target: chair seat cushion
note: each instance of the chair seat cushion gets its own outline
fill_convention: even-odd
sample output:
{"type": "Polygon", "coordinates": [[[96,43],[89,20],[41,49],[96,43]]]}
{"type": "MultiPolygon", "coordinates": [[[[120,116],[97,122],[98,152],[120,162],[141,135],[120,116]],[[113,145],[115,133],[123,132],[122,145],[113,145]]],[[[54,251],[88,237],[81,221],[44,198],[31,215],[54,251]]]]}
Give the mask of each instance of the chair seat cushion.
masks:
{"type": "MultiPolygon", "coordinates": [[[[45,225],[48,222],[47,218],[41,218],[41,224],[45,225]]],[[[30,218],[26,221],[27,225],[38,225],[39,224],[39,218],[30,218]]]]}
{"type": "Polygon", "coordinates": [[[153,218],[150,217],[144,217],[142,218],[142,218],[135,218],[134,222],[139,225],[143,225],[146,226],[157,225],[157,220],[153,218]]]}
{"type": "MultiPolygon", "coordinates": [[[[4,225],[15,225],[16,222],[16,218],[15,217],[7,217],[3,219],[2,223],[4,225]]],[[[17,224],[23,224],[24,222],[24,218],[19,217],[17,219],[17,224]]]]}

┄┄┄┄┄┄┄┄┄┄┄┄┄┄┄┄┄┄┄┄

→ SET EXERCISE:
Rewrite the rows above, replacing every "chair seat cushion" with "sofa cushion" and leaving everything else unchanged.

→ SOLUTION:
target: sofa cushion
note: each instance of the sofa cushion gets its own outline
fill_convention: even-odd
sample output:
{"type": "Polygon", "coordinates": [[[96,43],[89,20],[41,49],[96,43]]]}
{"type": "MultiPolygon", "coordinates": [[[[120,116],[97,122],[98,152],[120,162],[141,135],[120,116]],[[113,145],[115,133],[123,132],[122,145],[113,145]]],[[[54,251],[88,237],[81,221],[44,198],[31,215],[54,251]]]]}
Give the mask of each instance of the sofa cushion.
masks:
{"type": "MultiPolygon", "coordinates": [[[[45,225],[48,222],[47,218],[41,218],[41,224],[45,225]]],[[[30,218],[26,221],[27,225],[38,225],[39,224],[39,218],[30,218]]]]}
{"type": "Polygon", "coordinates": [[[153,218],[150,217],[144,217],[142,218],[142,218],[135,218],[134,222],[139,225],[143,225],[146,226],[157,225],[157,220],[153,218]]]}
{"type": "MultiPolygon", "coordinates": [[[[4,225],[15,225],[16,222],[16,218],[15,217],[7,217],[3,219],[2,223],[4,225]]],[[[17,224],[23,224],[24,222],[24,218],[19,217],[17,219],[17,224]]]]}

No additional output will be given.